Given a function ${f: X \rightarrow Y}$ between two sets ${X, Y}$, we can form the graph

$\displaystyle \Sigma := \{ (x,f(x)): x\in X \},$

which is a subset of the Cartesian product ${X \times Y}$.

There are a number of “closed graph theorems” in mathematics which relate the regularity properties of the function ${f}$ with the closure properties of the graph ${\Sigma}$, assuming some “completeness” properties of the domain ${X}$ and range ${Y}$. The most famous of these is the closed graph theorem from functional analysis, which I phrase as follows:

Theorem 1 (Closed graph theorem (functional analysis)) Let ${X, Y}$ be complete normed vector spaces over the reals (i.e. Banach spaces). Then a function ${f: X \rightarrow Y}$ is a continuous linear transformation if and only if the graph ${\Sigma := \{ (x,f(x)): x \in X \}}$ is both linearly closed (i.e. it is a linear subspace of ${X \times Y}$) and topologically closed (i.e. closed in the product topology of ${X \times Y}$).

I like to think of this theorem as linking together qualitative and quantitative notions of regularity preservation properties of an operator ${f}$; see this blog post for further discussion.

* [To be done]
a) Answer these about the passage on closed graph theorems, marking each answer like its question:
(i) The graph of f is a subset of which set?
(ii) What must X and Y be in Theorem 1?
(iii) What does "linearly closed" mean in Theorem 1?
b) Please collect every line of the records that contains the word "white".
The passage and the records do not depend on each other.

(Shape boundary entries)
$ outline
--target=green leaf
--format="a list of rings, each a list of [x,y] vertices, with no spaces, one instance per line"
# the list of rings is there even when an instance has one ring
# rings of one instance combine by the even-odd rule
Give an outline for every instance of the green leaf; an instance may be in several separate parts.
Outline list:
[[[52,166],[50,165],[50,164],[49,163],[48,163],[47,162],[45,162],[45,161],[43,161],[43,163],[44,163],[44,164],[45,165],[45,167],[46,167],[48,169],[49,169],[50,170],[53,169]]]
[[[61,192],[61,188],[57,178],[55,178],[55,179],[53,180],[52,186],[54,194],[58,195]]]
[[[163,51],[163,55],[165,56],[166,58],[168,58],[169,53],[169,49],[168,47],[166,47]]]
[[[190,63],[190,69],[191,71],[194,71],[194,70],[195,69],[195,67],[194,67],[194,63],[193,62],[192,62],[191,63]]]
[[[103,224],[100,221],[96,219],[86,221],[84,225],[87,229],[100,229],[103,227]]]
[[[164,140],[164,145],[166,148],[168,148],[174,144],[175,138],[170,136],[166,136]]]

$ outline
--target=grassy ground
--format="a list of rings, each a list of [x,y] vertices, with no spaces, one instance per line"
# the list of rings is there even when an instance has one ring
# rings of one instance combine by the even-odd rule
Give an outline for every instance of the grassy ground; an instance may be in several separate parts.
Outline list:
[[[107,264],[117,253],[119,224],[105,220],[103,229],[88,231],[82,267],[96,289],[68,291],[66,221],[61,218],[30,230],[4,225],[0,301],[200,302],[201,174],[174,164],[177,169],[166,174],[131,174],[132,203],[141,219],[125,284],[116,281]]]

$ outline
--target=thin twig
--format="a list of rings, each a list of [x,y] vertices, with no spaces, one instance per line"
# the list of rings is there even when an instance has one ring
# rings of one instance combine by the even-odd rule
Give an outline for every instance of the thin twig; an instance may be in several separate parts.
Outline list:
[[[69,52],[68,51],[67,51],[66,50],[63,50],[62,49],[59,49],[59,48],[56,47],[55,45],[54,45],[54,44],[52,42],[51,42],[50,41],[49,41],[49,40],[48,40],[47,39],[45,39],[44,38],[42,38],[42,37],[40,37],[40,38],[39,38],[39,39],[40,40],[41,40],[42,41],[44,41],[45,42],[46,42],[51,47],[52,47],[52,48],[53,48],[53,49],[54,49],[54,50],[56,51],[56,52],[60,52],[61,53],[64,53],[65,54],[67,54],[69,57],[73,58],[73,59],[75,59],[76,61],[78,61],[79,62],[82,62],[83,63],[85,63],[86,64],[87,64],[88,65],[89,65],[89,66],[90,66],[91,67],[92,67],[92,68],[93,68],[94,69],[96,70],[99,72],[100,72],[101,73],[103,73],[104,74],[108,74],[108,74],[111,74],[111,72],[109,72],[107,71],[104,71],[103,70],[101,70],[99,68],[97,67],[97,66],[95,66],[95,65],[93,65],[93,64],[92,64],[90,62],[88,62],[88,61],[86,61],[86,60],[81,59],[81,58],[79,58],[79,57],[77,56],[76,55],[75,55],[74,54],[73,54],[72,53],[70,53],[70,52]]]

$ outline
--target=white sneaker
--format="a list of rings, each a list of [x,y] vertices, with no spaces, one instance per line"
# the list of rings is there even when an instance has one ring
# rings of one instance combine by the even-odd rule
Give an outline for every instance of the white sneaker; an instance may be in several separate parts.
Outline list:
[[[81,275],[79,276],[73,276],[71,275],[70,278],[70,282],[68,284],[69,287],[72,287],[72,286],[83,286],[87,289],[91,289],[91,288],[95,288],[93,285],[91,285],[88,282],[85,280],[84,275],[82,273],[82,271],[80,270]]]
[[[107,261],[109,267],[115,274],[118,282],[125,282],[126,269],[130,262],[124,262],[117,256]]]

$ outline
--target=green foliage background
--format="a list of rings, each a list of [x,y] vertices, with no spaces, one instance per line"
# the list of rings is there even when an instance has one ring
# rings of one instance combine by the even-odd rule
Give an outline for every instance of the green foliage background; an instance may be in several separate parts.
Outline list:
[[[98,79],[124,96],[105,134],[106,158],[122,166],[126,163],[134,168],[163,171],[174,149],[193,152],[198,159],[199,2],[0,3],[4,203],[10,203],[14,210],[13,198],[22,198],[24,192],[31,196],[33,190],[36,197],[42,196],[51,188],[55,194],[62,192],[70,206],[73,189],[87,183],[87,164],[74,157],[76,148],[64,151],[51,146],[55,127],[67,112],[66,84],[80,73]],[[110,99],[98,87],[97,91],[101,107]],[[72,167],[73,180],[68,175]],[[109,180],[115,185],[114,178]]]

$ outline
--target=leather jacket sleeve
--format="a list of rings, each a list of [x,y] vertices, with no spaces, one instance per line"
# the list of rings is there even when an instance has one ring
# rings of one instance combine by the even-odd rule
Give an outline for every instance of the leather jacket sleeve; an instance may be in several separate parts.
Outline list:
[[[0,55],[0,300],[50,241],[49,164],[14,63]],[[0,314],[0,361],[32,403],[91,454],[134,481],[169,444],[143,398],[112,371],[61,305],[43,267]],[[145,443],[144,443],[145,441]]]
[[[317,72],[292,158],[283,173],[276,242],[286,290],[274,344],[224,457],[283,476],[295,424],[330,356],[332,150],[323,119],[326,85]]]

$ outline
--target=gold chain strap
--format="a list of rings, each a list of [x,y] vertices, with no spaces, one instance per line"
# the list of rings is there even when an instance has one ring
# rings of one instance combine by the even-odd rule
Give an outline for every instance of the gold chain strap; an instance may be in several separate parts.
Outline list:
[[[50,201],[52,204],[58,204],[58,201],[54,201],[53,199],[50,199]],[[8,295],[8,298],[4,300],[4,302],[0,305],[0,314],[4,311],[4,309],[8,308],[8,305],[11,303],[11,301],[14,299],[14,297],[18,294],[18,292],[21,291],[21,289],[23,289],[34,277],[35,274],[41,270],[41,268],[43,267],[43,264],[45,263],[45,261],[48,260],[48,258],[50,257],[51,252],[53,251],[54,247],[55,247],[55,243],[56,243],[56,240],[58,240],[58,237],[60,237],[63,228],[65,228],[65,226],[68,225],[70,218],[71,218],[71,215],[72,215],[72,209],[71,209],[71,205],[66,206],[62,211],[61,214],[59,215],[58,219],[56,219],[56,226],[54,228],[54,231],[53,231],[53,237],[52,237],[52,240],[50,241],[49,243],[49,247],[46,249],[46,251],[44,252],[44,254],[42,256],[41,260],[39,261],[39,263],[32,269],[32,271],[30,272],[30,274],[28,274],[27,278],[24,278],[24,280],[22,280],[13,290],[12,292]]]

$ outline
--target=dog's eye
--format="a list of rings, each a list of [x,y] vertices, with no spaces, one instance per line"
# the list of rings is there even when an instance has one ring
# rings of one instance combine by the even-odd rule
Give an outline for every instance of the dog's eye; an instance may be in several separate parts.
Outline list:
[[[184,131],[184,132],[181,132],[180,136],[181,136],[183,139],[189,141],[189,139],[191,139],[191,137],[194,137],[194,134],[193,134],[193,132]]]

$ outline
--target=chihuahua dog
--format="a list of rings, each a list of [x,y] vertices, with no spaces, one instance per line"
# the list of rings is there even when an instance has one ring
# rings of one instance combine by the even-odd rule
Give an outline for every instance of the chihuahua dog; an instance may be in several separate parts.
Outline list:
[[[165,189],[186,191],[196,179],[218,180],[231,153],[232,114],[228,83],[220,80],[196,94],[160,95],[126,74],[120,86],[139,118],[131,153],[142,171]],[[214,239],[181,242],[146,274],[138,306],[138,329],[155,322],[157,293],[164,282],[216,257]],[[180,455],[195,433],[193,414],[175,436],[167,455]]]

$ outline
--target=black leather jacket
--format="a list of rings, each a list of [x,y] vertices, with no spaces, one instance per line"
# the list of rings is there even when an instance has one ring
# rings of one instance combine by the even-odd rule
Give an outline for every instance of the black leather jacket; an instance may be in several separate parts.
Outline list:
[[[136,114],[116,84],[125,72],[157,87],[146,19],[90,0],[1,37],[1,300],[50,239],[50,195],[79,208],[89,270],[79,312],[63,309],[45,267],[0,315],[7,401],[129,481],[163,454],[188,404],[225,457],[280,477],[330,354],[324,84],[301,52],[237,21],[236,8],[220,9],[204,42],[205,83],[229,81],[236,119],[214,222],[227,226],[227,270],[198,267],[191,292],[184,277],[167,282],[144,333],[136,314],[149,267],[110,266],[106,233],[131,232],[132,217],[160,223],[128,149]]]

* [Answers given]
a)
(i) The Cartesian product X × Y.
(ii) Complete normed vector spaces over the reals, that is, Banach spaces.
(iii) The graph is a linear subspace of X × Y.

b)
--target=white sneaker
Give an outline for every instance of the white sneaker; an instance may be in several separate parts.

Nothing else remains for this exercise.